Task prompt → Reproduce word for word the line that contains "the train side" and every line after it to the end of the records, with nothing else added.

Dataset entries

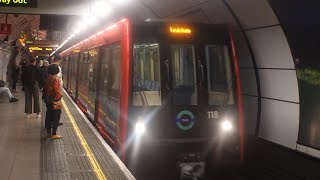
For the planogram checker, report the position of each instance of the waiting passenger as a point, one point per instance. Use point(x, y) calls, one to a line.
point(52, 91)
point(57, 60)
point(6, 90)
point(32, 89)
point(44, 74)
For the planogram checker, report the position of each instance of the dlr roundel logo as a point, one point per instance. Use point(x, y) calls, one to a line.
point(185, 120)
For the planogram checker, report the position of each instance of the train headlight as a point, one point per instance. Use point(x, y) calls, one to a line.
point(226, 125)
point(140, 128)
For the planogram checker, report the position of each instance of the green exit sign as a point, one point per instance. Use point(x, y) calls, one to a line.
point(18, 3)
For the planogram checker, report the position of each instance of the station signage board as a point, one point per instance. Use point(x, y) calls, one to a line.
point(19, 3)
point(180, 30)
point(5, 28)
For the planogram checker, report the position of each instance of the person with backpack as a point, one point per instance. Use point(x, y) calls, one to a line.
point(52, 98)
point(31, 88)
point(5, 90)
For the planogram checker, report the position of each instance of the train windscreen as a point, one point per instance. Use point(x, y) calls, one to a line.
point(184, 75)
point(220, 80)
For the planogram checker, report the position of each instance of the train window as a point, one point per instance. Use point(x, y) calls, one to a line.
point(184, 76)
point(146, 70)
point(220, 82)
point(109, 93)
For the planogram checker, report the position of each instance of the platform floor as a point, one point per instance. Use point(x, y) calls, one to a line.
point(26, 153)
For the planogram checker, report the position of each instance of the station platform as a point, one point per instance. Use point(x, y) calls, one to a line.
point(26, 153)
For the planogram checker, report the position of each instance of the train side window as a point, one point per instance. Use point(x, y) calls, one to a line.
point(146, 75)
point(109, 93)
point(220, 82)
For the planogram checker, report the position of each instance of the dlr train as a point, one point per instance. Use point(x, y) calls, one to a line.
point(160, 85)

Problem solution →
For the planogram checker, report the position of each instance of the train side window as a point, one point per instance. Use point(x, y) calls, one to a line.
point(146, 75)
point(109, 93)
point(220, 82)
For the planogram checker, report the position of each instance of the dlr train as a point, one point per instance. Use point(x, y) calls, one to a line.
point(160, 85)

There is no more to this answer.